Problem requirements – Repeat the data word for word, starting at the line that contains "woman in this photo." and stopping after the line that contains "[(390, 45)]".
— Start Records supplied —
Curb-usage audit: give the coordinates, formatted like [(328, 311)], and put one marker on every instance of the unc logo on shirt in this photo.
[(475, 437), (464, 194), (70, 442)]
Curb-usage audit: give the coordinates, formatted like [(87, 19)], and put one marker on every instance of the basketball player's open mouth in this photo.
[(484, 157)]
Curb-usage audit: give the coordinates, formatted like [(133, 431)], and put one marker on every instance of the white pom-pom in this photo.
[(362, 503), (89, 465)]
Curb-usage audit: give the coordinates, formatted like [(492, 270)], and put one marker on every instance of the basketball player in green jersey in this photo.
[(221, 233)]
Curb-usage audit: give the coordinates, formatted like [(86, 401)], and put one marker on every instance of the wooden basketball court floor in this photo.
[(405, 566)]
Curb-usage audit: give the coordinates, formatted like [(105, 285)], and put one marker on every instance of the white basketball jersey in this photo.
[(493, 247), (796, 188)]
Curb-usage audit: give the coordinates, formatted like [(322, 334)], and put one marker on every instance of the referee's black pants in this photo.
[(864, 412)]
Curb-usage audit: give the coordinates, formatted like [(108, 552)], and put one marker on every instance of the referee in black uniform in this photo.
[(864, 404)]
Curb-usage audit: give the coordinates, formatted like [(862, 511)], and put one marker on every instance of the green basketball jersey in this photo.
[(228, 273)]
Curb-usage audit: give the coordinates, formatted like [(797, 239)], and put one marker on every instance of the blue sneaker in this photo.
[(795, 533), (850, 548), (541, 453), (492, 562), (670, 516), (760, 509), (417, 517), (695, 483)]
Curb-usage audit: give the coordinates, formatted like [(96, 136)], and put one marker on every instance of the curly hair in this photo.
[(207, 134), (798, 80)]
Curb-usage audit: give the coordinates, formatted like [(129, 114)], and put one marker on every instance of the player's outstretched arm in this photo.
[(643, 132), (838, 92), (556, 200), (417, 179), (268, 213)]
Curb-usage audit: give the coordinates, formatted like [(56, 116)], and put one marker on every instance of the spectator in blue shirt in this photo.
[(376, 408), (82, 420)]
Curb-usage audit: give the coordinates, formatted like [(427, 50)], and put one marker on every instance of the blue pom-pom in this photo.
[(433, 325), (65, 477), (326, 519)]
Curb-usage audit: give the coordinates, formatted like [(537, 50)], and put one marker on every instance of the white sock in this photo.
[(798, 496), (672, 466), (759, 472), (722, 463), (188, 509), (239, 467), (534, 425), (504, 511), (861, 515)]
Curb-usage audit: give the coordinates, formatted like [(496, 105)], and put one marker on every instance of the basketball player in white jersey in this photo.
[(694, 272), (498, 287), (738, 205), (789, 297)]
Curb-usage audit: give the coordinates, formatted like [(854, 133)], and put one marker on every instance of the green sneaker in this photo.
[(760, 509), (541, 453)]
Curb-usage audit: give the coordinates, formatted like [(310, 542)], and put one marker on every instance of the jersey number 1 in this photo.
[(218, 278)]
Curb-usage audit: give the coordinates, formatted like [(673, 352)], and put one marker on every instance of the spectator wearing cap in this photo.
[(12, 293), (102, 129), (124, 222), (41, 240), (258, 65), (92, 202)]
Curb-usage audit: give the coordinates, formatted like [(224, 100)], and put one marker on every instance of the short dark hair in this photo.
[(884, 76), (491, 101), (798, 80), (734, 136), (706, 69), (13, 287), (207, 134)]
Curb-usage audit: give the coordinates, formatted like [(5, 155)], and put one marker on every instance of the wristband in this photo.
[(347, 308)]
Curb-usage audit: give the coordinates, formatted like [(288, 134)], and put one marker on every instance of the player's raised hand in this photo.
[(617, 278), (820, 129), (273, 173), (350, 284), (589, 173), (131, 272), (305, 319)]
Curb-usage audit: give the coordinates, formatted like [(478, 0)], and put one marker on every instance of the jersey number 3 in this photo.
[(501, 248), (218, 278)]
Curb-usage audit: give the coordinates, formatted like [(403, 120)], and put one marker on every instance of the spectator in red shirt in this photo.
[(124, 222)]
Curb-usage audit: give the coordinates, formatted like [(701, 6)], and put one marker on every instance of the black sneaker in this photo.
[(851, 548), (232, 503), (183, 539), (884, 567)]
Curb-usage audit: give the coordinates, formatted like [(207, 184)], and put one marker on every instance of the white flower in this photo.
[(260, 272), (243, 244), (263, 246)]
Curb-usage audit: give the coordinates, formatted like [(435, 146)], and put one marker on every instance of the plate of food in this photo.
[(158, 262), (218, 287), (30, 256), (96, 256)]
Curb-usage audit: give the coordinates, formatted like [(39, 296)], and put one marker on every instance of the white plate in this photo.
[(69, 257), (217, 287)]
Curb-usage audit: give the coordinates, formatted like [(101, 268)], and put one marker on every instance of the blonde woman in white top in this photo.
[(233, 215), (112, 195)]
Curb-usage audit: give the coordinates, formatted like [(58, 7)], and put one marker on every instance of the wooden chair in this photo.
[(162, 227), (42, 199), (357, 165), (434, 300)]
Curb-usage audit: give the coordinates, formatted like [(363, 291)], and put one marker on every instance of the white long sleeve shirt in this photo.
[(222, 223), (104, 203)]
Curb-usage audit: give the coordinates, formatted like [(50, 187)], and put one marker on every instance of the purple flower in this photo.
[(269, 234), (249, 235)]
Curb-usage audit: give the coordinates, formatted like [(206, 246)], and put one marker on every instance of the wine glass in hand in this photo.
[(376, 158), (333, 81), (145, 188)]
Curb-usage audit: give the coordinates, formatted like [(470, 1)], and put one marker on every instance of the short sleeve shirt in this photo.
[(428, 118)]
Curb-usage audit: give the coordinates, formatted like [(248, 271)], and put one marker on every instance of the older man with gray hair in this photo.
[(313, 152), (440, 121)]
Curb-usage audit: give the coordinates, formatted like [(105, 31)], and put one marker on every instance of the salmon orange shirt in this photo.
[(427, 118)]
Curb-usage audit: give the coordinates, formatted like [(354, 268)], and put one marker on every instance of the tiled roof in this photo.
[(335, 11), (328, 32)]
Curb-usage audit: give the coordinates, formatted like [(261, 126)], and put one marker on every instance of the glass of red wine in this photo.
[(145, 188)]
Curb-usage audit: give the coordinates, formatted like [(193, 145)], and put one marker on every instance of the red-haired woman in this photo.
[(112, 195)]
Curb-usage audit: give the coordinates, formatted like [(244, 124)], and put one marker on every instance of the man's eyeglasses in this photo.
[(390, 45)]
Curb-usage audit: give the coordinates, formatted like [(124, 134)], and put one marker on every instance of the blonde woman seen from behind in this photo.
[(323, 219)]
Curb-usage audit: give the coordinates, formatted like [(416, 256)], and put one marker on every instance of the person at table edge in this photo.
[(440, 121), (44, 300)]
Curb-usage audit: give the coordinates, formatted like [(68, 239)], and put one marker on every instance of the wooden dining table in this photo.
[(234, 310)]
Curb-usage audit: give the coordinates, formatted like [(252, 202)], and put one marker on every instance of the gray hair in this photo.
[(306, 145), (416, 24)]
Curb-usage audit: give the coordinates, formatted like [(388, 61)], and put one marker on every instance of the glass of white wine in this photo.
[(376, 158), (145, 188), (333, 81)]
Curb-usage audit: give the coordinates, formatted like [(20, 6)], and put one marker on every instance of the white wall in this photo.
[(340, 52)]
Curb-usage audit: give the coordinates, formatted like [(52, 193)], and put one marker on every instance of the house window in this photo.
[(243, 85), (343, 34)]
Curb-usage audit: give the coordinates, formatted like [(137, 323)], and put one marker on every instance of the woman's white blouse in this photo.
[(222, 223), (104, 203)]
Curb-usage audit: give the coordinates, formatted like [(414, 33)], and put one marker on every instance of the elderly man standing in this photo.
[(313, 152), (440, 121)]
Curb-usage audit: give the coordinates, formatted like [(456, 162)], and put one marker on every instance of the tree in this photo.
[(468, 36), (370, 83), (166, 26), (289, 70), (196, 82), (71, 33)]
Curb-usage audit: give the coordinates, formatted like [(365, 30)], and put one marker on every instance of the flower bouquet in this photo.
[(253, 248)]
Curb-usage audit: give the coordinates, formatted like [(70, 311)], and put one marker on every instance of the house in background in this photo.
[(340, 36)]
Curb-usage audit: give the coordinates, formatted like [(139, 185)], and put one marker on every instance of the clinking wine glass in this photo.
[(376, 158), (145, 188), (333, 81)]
— End Records supplied —
Reply –
Curb-usage audit: give the coordinates, formatted like [(193, 145)], and put one marker on every instance of the red-haired woman in this photo.
[(112, 195)]
Curb-usage audit: give the coordinates, formatted like [(244, 124)], and put one marker on every instance of the man's eyeglasses in this photo.
[(390, 45)]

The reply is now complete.